▶ [EXERCISE PROMPT]
Reproduce the lines below verbatim, starting at the line that contains "Target: tree bark" and ending with the final line.

+++ RECORD SET +++

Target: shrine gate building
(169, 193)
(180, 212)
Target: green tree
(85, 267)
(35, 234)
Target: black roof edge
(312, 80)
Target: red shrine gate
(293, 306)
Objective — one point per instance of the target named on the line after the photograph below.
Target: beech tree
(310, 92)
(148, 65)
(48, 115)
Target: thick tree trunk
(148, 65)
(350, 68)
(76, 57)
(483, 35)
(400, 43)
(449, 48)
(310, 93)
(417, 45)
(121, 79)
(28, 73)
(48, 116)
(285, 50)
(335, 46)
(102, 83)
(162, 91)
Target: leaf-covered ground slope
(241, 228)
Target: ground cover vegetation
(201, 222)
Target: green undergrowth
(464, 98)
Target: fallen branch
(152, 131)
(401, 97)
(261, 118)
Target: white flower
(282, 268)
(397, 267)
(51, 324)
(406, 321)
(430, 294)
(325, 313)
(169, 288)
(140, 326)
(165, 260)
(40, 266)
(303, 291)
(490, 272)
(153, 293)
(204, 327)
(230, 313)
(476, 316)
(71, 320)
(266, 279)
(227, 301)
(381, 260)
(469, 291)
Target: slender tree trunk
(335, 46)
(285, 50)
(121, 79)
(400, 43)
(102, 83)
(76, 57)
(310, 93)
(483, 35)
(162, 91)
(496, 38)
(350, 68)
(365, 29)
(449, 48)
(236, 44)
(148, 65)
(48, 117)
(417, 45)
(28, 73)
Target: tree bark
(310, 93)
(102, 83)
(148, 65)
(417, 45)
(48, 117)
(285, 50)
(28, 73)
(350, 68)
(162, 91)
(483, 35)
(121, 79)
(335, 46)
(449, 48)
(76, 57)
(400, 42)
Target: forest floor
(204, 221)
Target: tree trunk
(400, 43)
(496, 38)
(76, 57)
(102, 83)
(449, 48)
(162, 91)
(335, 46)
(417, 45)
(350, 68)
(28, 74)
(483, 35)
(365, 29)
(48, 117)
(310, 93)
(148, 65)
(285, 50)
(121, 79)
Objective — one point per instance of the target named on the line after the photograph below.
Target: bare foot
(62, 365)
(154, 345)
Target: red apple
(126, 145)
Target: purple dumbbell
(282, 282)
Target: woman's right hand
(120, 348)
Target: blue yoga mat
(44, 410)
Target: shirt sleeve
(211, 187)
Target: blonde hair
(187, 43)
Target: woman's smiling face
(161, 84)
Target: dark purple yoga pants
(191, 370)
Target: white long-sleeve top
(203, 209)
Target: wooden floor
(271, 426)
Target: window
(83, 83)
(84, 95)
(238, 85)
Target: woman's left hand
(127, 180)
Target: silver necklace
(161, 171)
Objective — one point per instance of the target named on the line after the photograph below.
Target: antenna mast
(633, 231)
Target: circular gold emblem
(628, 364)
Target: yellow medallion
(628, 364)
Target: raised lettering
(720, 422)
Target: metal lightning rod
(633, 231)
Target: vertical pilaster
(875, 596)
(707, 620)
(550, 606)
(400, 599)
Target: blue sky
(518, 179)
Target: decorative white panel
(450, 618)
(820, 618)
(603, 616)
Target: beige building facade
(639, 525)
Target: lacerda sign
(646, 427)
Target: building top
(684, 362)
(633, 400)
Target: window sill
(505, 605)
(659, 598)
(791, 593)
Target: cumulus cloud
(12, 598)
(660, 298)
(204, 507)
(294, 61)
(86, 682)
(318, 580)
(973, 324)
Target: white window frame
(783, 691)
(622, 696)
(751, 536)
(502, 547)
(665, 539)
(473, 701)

+++

▶ [THE RESPONSE]
Target: tree bark
(310, 93)
(102, 83)
(148, 65)
(417, 45)
(48, 117)
(285, 50)
(28, 73)
(350, 68)
(162, 91)
(483, 35)
(121, 79)
(335, 46)
(449, 48)
(76, 57)
(400, 42)
Target: forest floor
(204, 221)
Target: tree trunk
(400, 43)
(496, 38)
(76, 57)
(102, 83)
(449, 48)
(162, 91)
(335, 46)
(417, 45)
(350, 68)
(28, 74)
(483, 35)
(365, 29)
(48, 117)
(310, 93)
(148, 65)
(285, 50)
(121, 79)
Objective — one point per instance of the target named on the line after the photograph below.
Target: bare foot
(62, 365)
(154, 345)
Target: red apple
(126, 145)
Target: purple dumbbell
(282, 282)
Target: woman's right hand
(120, 348)
Target: blue yoga mat
(44, 410)
Target: shirt sleeve
(211, 187)
Target: blonde hair
(187, 43)
Target: woman's smiling face
(161, 84)
Target: dark purple yoga pants
(191, 370)
Target: white long-sleeve top
(203, 209)
Target: wooden floor
(271, 426)
Target: window
(83, 83)
(84, 95)
(238, 85)
Target: woman's left hand
(127, 180)
Target: silver necklace
(161, 171)
Objective — one point per instance of the target named on the line after the photograph below.
Target: antenna mast
(633, 231)
Target: circular gold emblem
(628, 364)
Target: yellow medallion
(628, 364)
Target: raised lettering
(720, 422)
Target: metal lightning rod
(633, 231)
Target: vertical pilaster
(875, 596)
(707, 620)
(550, 606)
(400, 599)
Target: blue sky
(518, 179)
Target: decorative white panel
(450, 618)
(820, 618)
(603, 616)
Target: beige building facade
(639, 525)
Target: lacerda sign
(646, 427)
Target: building top
(684, 362)
(633, 400)
Target: window sill
(505, 605)
(659, 598)
(791, 593)
Target: cumulus cloud
(12, 598)
(660, 298)
(204, 507)
(294, 61)
(86, 682)
(318, 580)
(973, 324)
Target: white window frame
(783, 691)
(622, 696)
(751, 536)
(502, 547)
(665, 539)
(473, 701)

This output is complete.